• PROBLEM TO SOLVE
Copy each of the records below word for word, keeping every line as it stands.

##### SUPPLIED DATA

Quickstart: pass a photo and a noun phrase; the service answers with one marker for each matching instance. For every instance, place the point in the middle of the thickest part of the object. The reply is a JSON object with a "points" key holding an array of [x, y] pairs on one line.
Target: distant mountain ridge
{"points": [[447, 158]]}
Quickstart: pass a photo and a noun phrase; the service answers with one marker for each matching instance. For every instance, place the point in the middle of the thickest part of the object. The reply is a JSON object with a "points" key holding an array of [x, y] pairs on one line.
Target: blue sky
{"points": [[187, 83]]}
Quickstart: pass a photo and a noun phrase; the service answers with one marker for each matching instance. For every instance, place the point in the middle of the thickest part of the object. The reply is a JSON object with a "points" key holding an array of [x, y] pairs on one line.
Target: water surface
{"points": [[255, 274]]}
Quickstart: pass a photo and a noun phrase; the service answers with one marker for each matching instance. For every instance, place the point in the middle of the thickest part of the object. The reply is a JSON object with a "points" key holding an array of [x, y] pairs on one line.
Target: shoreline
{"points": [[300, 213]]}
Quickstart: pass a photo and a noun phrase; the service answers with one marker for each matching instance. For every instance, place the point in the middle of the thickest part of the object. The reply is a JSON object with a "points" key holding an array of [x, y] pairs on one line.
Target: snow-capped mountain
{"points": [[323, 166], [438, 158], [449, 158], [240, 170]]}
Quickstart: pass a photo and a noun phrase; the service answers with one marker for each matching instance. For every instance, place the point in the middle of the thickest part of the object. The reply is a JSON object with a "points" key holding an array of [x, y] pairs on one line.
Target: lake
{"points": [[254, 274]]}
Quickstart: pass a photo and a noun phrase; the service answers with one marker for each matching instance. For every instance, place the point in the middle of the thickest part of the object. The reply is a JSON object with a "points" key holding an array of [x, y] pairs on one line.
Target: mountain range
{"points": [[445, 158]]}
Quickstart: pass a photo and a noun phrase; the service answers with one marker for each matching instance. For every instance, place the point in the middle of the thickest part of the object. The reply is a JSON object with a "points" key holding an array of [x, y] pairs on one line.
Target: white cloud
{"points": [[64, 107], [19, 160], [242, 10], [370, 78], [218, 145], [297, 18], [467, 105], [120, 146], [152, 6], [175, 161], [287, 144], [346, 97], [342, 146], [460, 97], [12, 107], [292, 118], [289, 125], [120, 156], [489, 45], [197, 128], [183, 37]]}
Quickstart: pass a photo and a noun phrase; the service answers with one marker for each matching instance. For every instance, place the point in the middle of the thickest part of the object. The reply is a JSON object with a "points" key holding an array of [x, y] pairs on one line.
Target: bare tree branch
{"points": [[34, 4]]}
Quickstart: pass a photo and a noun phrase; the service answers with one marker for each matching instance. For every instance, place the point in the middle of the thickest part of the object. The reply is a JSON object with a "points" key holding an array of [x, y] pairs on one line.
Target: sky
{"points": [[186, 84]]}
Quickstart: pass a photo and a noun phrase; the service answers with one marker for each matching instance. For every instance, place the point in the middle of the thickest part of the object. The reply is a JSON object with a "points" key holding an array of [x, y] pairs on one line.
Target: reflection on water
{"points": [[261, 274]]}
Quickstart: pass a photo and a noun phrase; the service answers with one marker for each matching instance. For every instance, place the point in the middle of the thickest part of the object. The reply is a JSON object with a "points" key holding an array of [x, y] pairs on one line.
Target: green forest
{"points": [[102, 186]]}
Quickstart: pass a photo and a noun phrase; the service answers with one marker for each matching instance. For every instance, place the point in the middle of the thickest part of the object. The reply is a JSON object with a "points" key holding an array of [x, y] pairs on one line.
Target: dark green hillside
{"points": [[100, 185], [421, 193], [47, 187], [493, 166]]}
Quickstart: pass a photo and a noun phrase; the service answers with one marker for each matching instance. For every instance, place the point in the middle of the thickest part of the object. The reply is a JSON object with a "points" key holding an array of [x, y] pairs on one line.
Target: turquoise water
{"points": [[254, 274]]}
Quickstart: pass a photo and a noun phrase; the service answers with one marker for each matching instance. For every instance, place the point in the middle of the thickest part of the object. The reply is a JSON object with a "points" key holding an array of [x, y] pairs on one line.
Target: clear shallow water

##########

• FULL OUTPUT
Quickstart: pass a photo and a noun phrase; the service answers with one marker for each matching instance. For every instance, place the point in the middle of the thickest part of the object. The reply is a JSON object with a "points" key holding an array of [x, y] pairs on one line.
Target: distant mountain ridge
{"points": [[447, 158]]}
Quickstart: pass a photo and a noun phrase; the service answers with one marker for each matching instance. For every instance, place the point in the middle of the thickest part of the object. The reply is a JSON object with a "points" key holding an array of [x, y] pairs on one line.
Target: blue sky
{"points": [[187, 83]]}
Quickstart: pass a photo and a noun phrase; the service answers with one marker for each matching instance. For every instance, place the point in the middle of the thickest part of the object. The reply is a JSON object with a "points" key holding an array of [x, y] pairs on one line.
Target: water surface
{"points": [[255, 274]]}
Quickstart: pass a photo and a noun phrase; the service answers with one marker for each matching instance. For every instance, place the point in the middle of the thickest part of the object. The reply is a JSON object with a "points" key holding an array of [x, y] pairs on one line.
Target: shoreline
{"points": [[300, 213]]}
Quickstart: pass a photo and a noun phrase; the service answers with one marker for each matching instance. For every instance, place the point in the middle of the thickest part of the object. The reply is a JSON object with a "points" key holding an array of [x, y] pairs on one line.
Target: snow-capped mountain
{"points": [[323, 166], [438, 158], [449, 158], [240, 170]]}
Quickstart: pass a photo and a noun phrase; the service answers with one marker for each matching instance. For every instance, place the point in the middle of the thickest part of the object. The reply is a JSON object with a "points" key holding an array of [x, y] pairs on one line.
Target: lake
{"points": [[254, 274]]}
Quickstart: pass a photo and a noun phrase; the service answers with one marker for each matching instance. For every instance, place the point in the middle of the thickest part of the object. The reply is a JSON object with a "points" key holding an array of [x, y] pairs on one line.
Target: mountain range
{"points": [[445, 158]]}
Quickstart: pass a photo and a noun phrase; the service answers with one marker for each matching instance. For every instance, place the point in the middle of the thickest part of the object. The reply is a JSON object with a "points" key holding an array of [x, y] pairs on one line.
Target: white cloud
{"points": [[64, 107], [19, 160], [242, 10], [370, 78], [218, 145], [297, 18], [467, 105], [120, 146], [152, 6], [175, 161], [287, 144], [346, 97], [342, 146], [460, 97], [12, 107], [292, 118], [289, 125], [120, 156], [489, 45], [197, 128], [183, 37]]}
Quickstart: pass a photo and a noun phrase; the service answers with one marker for each matching instance. For every instance, place the point in the middle of the thickest part of the object. The reply is a JSON object with a "points" key holding an array of [x, y] pairs on one line.
Target: bare tree branch
{"points": [[34, 4]]}
Quickstart: pass a photo and a noun phrase; the service answers with one marker for each matching instance. For every instance, place the point in the middle of the thickest part of the object. The reply is a JSON object with a "points" key holding an array of [x, y] pairs on one line.
Target: sky
{"points": [[186, 84]]}
Quickstart: pass a photo and a noun phrase; the service answers with one marker for each matching instance. For every instance, place the point in the middle of the thickest part of the object. The reply is a JSON object with a "points" key holding an array of [x, y] pairs on one line.
Target: reflection on water
{"points": [[261, 274]]}
Quickstart: pass a photo and a noun phrase; the service answers with one marker for each matching instance. For every instance, place the point in the middle of the thickest part of the object. The reply is a JSON object with a "points" key holding an array of [x, y] pairs on one line.
Target: green forest
{"points": [[102, 186]]}
Quickstart: pass a photo and a noun phrase; the service answers with one marker for each matching instance. For every instance, place the point in the middle of the thickest part of the object. The reply is a JSON object with a "points" key holding an array of [x, y] pairs on one line.
Target: dark green hillside
{"points": [[100, 185], [421, 193], [47, 187], [493, 166]]}
Quickstart: pass a photo and a noun phrase; the service answers with one marker for each matching instance. For every instance, place the point in the middle of the thickest part of the object. The reply is a JSON object with a "points" key holding an array of [x, y] pairs on one line.
Target: turquoise water
{"points": [[254, 274]]}
Quickstart: pass a photo and a noun phrase; the service answers with one marker for each matching instance. For every instance, place the point in the middle of the thickest part of the object. The reply is a JSON object with a "points" key holding an array of [x, y] pairs on one line.
Target: clear shallow water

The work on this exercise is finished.